# Assignment A
In the news item about the research day at the Capitol, where in the Capitol building will the event be held?
# Assignment B
Using the news item about the research day at the Capitol, explain why the Kansas Undergraduate Research Day at the Capitol was started.

# Document segment
═══

Tuesday, February 11, 2014

LAWRENCE — Twenty-one University of Kansas and KU Medical Center undergraduate students and five master’s students will join their peers from other Kansas Board of Regents public universities in Topeka to present their research to legislators and the general public.  The event will take place from 11 a.m. to 1 p.m. Wednesday, Feb. 12, in the rotunda of the Capitol building. 

This will be the second annual Kansas Undergraduate Research Day at the Capitol. The event was started last year in an effort to highlight the unique opportunities undergraduate students have to participate in research with faculty members at Regent universities.

The undergraduate student presenters will be joined this year by master’s students in the first concurrent Master’s Research Day at the Capitol. Three students from the Lawrence campus and two from the Medical Center will present their research alongside master’s students from other Kansas universities.

═══

# Dataset
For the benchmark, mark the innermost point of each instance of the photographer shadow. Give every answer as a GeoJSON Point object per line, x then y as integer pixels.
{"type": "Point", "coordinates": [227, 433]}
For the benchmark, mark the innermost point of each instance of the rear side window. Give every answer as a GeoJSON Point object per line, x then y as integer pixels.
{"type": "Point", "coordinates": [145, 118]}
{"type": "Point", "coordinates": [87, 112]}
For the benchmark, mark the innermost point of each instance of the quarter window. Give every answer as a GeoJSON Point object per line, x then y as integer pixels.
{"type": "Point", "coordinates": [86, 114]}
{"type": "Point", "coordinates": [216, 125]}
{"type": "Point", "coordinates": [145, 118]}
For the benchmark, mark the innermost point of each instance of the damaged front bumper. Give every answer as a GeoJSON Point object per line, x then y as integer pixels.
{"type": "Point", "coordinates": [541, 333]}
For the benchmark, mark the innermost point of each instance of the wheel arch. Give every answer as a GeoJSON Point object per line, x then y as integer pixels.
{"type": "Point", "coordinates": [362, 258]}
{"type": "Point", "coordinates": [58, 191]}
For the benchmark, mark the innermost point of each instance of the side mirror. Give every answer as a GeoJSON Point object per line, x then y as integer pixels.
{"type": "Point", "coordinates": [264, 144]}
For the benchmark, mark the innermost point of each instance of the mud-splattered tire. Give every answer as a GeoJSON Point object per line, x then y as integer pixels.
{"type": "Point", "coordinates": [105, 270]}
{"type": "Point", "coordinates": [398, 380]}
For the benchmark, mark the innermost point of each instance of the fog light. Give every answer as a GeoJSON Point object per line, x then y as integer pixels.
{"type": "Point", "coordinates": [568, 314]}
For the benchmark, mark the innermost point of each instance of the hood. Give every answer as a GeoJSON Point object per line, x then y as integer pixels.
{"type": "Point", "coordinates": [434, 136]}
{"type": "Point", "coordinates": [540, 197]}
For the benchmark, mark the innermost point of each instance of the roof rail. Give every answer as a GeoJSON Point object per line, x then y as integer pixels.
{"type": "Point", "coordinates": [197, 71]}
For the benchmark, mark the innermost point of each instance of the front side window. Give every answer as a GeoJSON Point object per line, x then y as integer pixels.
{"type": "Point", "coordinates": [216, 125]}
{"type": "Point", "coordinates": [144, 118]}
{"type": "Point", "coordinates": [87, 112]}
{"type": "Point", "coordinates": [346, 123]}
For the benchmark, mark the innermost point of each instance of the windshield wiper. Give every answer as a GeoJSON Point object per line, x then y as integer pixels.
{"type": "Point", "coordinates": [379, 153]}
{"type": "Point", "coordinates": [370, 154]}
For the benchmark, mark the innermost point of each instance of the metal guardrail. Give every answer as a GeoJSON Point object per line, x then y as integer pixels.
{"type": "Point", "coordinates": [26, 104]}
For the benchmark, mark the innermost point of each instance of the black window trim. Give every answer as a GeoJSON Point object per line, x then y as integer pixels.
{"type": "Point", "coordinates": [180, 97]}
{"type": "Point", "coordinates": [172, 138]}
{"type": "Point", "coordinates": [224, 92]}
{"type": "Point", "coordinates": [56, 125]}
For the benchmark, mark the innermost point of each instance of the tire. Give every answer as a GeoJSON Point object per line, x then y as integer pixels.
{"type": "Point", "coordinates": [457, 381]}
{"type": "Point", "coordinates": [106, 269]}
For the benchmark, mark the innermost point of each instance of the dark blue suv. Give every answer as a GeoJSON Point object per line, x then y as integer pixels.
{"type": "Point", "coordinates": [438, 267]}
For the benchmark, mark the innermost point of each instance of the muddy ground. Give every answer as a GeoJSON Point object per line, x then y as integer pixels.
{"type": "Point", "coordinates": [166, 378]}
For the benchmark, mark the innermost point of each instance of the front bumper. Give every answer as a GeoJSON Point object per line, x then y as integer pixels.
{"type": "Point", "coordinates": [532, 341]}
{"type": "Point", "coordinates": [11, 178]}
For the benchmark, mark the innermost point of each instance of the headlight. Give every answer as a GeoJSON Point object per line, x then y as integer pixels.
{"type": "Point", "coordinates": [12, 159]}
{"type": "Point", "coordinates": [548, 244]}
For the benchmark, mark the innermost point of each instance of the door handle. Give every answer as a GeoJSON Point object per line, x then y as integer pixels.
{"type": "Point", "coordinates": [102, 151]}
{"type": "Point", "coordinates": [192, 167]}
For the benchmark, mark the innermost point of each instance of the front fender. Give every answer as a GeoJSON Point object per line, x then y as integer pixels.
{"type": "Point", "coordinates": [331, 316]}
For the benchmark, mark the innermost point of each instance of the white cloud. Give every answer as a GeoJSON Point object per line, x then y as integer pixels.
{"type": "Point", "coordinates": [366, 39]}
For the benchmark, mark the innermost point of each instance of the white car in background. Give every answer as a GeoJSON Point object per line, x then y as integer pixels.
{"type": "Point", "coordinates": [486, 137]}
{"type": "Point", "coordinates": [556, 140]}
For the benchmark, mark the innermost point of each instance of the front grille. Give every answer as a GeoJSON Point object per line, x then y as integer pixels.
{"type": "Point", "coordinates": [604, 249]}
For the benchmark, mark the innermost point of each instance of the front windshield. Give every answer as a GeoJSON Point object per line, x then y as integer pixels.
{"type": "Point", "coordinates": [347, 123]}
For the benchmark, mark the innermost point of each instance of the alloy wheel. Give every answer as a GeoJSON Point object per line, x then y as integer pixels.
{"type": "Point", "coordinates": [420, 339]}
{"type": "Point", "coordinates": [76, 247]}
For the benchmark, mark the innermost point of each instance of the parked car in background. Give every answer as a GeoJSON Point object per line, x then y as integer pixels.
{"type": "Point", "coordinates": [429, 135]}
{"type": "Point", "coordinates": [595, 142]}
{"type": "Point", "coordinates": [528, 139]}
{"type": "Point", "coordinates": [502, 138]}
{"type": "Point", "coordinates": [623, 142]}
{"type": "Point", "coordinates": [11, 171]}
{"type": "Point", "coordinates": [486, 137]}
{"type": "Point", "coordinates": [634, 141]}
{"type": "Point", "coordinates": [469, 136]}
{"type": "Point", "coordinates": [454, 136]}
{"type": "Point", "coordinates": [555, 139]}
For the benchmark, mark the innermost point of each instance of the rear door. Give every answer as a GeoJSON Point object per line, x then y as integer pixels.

═══

# Answer space A
In the rotunda.

# Answer space B
The event began last year to highlight the unique opportunities undergraduate students have to take part in research with faculty members at Regent universities.